* _Work to be completed_: Find every line in the material below that contains the word "white" and copy each such line.

* _Provided information_:
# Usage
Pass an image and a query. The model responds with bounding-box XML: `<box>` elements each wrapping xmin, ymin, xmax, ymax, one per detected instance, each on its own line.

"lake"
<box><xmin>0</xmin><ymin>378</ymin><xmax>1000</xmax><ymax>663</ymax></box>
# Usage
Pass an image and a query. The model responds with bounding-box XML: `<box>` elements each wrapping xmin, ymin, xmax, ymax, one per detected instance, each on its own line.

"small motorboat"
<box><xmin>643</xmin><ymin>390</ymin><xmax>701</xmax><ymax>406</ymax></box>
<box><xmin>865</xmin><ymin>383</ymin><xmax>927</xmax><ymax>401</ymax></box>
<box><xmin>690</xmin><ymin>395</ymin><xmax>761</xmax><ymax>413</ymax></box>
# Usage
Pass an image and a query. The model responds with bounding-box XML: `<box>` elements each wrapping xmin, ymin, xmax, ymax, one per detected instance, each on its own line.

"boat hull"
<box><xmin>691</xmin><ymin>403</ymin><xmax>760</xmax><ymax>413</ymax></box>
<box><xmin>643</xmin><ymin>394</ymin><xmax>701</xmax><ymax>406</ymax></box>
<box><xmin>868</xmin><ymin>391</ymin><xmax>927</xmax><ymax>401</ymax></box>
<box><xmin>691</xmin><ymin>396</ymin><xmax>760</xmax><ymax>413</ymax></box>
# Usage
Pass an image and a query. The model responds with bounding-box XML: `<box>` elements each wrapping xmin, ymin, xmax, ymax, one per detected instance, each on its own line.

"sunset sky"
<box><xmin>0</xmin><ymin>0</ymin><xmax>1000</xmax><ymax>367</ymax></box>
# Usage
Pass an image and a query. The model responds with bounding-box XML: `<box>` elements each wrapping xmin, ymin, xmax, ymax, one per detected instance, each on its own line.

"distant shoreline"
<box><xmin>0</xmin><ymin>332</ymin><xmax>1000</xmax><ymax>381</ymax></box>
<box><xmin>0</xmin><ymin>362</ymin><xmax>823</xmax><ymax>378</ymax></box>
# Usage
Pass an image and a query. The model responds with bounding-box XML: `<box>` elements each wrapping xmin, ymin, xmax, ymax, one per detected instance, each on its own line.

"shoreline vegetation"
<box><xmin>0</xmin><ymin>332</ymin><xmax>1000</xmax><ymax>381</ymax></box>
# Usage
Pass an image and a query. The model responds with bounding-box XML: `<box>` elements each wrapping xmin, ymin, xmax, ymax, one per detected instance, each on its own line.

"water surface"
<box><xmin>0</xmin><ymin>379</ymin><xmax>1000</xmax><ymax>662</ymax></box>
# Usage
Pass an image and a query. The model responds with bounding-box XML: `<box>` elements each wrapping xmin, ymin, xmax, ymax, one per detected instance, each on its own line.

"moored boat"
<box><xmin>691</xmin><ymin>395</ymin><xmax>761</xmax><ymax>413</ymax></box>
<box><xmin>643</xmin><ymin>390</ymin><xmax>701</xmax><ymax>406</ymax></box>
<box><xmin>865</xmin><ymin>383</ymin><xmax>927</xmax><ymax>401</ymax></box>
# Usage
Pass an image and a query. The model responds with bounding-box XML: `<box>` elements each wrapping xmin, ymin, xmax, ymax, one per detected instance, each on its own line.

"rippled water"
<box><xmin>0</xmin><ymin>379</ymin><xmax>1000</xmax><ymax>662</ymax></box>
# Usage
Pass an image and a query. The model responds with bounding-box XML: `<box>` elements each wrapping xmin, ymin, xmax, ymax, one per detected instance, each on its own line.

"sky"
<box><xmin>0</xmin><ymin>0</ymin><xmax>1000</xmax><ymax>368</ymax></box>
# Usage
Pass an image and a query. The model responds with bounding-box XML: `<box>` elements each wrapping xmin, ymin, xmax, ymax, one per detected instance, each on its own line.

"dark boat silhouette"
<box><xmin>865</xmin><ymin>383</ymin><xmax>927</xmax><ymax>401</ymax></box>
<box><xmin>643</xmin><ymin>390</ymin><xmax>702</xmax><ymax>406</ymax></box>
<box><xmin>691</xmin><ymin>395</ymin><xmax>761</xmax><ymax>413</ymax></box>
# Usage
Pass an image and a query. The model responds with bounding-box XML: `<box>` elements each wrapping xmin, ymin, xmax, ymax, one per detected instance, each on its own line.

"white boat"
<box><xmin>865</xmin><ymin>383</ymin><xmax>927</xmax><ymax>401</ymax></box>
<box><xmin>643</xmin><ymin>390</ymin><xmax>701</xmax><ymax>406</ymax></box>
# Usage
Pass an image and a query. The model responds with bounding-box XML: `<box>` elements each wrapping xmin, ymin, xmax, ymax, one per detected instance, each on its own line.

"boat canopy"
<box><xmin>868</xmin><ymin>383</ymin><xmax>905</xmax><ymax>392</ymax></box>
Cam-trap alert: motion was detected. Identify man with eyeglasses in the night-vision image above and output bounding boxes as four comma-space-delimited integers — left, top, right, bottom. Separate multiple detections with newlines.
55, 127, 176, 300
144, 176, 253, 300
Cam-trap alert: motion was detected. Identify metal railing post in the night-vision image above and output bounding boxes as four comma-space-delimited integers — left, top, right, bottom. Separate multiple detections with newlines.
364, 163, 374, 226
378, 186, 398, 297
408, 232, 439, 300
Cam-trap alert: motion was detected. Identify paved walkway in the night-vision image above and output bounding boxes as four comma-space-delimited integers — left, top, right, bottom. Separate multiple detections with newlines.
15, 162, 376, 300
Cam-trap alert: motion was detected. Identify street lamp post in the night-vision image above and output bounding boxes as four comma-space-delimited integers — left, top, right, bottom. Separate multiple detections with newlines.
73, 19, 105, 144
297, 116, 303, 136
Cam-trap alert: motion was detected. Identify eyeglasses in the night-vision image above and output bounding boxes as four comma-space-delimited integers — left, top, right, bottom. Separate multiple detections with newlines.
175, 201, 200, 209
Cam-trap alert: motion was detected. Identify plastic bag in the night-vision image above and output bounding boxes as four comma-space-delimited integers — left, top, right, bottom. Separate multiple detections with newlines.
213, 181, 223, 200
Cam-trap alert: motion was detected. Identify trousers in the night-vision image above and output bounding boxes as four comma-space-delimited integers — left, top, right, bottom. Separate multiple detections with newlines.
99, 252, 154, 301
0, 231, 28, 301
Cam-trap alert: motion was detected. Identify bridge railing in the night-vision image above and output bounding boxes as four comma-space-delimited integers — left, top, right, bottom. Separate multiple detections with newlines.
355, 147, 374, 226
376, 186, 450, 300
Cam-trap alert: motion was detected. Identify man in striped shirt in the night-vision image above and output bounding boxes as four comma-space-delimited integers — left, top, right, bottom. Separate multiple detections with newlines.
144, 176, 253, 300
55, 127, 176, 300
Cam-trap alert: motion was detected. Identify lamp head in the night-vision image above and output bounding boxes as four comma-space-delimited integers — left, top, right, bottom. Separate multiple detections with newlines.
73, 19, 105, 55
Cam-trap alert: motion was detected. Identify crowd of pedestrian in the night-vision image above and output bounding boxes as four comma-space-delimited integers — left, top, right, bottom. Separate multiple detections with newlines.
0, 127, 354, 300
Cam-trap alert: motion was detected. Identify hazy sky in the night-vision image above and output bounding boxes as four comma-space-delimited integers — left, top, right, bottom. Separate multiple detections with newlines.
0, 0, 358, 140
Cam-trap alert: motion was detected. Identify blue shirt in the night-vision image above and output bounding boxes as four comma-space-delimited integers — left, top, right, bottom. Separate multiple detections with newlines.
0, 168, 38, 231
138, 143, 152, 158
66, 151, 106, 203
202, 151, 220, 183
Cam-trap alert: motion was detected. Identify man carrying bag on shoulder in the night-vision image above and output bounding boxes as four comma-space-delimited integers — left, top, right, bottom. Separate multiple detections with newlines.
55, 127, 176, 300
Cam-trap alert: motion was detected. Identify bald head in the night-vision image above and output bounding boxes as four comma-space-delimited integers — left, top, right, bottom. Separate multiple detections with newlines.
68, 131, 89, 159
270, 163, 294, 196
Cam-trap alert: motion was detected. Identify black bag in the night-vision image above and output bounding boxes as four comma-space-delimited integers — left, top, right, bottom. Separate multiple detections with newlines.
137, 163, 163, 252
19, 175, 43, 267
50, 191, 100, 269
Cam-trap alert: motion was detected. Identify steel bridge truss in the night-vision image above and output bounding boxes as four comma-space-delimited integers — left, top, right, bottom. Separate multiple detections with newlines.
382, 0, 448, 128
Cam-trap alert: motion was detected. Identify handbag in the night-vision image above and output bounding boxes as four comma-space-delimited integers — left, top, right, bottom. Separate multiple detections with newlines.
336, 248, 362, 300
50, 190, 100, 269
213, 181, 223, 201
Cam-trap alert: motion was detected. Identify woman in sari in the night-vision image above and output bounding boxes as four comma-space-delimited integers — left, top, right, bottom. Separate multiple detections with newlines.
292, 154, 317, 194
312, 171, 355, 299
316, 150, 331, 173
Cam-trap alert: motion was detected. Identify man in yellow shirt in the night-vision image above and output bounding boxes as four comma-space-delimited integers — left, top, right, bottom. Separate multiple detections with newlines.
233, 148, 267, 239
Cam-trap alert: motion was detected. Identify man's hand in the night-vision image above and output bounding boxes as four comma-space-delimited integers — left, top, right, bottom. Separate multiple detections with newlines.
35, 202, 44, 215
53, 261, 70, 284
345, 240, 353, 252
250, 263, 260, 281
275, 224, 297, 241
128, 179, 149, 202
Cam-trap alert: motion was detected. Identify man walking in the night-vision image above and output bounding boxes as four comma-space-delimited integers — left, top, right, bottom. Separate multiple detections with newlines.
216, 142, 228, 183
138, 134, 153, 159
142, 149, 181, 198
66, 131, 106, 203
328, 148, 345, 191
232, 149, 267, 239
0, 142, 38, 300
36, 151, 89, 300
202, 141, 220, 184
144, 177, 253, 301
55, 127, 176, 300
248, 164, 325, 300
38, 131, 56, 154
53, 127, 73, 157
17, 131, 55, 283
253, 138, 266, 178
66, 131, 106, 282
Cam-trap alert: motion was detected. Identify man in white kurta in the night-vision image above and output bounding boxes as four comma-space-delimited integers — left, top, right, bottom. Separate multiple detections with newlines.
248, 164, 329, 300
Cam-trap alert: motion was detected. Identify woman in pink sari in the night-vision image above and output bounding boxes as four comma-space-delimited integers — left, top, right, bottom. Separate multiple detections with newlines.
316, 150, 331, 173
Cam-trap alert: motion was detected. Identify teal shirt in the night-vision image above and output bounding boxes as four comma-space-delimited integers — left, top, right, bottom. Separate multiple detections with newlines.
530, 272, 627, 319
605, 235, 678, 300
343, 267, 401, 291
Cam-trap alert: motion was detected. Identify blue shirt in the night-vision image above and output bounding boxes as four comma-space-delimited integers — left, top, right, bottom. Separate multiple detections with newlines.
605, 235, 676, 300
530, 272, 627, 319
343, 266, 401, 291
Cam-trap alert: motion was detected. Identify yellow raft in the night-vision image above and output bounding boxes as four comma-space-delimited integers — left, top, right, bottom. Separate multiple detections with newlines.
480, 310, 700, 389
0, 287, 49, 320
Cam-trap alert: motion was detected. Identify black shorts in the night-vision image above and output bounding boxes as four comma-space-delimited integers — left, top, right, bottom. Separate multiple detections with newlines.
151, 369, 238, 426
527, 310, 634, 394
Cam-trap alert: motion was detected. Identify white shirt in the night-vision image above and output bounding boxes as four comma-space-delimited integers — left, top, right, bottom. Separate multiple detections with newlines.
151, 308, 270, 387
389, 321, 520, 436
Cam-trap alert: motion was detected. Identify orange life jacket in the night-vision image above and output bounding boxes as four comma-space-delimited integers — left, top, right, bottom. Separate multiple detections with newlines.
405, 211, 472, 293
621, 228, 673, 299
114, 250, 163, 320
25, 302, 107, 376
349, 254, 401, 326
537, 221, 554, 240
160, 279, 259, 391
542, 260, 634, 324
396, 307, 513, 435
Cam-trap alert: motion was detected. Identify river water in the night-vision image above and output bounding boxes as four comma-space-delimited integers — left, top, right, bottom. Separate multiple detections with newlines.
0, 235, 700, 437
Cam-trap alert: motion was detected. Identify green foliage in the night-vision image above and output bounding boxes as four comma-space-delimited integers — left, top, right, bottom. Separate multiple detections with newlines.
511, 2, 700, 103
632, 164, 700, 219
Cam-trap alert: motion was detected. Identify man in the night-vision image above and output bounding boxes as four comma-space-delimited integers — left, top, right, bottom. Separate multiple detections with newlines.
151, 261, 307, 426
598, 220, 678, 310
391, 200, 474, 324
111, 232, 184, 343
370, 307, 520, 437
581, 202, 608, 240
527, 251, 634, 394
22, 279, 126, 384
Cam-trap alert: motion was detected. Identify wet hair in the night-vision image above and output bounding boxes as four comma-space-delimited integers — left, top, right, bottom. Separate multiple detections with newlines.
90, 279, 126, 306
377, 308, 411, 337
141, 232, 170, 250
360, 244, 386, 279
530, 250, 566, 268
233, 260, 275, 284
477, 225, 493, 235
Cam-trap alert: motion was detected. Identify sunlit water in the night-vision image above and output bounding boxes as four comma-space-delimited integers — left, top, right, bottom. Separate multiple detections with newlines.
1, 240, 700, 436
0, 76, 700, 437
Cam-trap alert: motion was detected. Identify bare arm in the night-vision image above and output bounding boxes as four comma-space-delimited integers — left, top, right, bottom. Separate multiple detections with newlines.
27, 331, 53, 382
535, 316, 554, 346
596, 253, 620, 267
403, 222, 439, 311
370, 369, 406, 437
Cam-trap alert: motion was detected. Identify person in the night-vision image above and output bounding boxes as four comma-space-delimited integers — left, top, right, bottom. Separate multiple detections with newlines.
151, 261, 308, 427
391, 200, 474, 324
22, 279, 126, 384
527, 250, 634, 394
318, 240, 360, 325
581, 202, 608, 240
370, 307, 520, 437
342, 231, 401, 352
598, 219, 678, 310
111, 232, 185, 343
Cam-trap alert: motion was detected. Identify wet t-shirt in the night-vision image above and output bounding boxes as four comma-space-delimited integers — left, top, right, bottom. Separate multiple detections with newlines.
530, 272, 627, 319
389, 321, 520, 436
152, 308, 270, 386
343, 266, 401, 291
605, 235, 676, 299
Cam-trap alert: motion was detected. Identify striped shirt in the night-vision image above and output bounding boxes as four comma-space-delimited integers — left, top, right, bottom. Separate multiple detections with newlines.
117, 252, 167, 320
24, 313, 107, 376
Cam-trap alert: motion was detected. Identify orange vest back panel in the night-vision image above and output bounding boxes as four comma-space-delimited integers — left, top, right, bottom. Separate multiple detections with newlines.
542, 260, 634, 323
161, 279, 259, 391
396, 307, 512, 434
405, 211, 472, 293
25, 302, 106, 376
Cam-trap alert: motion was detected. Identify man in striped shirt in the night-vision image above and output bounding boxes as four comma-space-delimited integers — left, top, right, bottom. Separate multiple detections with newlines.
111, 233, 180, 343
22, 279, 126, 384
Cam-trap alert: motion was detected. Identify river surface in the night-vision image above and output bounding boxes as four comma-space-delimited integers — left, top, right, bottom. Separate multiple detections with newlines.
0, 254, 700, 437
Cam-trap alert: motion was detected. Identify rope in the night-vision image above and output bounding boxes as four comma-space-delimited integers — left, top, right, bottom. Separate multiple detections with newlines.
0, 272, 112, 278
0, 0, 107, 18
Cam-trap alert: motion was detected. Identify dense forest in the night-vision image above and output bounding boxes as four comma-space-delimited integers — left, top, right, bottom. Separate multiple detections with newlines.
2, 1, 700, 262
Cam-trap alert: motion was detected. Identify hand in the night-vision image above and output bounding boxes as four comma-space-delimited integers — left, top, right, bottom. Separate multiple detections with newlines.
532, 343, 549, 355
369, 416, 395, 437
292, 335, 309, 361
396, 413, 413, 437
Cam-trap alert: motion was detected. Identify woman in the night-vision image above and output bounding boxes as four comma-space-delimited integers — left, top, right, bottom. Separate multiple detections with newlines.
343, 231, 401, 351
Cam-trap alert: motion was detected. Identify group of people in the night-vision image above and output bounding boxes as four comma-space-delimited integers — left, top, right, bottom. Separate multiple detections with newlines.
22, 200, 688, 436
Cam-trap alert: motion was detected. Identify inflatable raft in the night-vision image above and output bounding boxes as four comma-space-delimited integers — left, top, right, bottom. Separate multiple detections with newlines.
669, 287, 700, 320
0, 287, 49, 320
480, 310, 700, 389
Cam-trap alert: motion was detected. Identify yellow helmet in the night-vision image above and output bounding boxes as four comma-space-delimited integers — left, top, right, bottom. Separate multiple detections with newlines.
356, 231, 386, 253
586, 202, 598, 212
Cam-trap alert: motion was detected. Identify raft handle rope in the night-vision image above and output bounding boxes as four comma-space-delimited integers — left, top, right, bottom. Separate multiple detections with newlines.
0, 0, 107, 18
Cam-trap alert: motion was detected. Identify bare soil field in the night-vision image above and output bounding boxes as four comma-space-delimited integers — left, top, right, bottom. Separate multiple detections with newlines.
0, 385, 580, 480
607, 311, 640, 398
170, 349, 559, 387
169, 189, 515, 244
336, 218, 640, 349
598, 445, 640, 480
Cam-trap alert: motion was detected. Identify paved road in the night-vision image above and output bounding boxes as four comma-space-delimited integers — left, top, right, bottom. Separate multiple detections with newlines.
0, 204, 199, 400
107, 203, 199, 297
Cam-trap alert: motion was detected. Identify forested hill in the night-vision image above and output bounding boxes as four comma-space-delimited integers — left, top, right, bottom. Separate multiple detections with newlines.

* _Final result_:
"white boat"
Cam-trap alert: motion was detected. Identify man in white kurta in the night-vision image above and output bounding boxes as four comma-space-delimited integers — left, top, right, bottom. Separate multiple detections with newlines.
Cam-trap alert: motion was detected. Identify white shirt in the night-vision image above and output bounding boxes as four comma-space-delimited integers — left, top, right, bottom. Separate multiple detections with newlines.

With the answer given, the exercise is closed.